Supplied information below:
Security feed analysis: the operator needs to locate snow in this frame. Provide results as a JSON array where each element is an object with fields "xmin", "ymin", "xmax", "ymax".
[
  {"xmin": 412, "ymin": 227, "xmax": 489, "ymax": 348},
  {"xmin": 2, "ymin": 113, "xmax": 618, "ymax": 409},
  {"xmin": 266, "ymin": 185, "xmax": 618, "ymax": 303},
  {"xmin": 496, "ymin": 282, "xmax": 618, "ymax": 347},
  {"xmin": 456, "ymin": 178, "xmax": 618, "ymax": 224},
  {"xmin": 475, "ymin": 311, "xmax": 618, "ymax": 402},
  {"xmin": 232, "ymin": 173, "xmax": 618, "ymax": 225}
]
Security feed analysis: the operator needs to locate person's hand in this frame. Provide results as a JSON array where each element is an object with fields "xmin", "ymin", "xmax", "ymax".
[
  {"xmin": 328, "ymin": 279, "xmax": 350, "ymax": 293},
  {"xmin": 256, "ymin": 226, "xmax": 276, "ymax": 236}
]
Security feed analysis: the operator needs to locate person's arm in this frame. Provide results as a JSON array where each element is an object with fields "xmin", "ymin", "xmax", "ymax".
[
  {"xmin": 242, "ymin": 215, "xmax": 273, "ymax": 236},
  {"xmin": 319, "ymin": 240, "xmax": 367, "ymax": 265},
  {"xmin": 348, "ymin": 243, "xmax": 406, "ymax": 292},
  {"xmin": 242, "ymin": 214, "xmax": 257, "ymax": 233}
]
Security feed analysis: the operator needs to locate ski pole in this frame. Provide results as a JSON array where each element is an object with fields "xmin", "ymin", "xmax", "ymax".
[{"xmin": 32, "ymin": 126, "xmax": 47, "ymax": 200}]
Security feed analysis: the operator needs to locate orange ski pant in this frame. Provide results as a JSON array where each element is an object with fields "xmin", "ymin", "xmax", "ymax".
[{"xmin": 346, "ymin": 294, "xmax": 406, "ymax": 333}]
End of Supplied information.
Set down only the line containing "locate person's arm" and the lines after it through the end, exactly as they appear above.

* **Solved problem**:
Security feed analysis: the operator needs to locate person's arm in this frame. Provide results as a JSON array where each element is an object with fields "xmin", "ymin", "xmax", "ymax".
[
  {"xmin": 242, "ymin": 215, "xmax": 273, "ymax": 236},
  {"xmin": 319, "ymin": 240, "xmax": 367, "ymax": 265},
  {"xmin": 348, "ymin": 243, "xmax": 406, "ymax": 292},
  {"xmin": 242, "ymin": 214, "xmax": 257, "ymax": 233}
]
Security feed analysis: the operator needs to locate ski pole in this frame. Provide results as a JSON array where each element is an object with fields "xmin", "ymin", "xmax", "ymax".
[{"xmin": 32, "ymin": 126, "xmax": 47, "ymax": 200}]
Security feed analysis: the operator needs to locate orange ski pant in this frame. Provide results as a JSON array where each element is an object with fields "xmin", "ymin", "xmax", "ymax".
[{"xmin": 346, "ymin": 294, "xmax": 406, "ymax": 333}]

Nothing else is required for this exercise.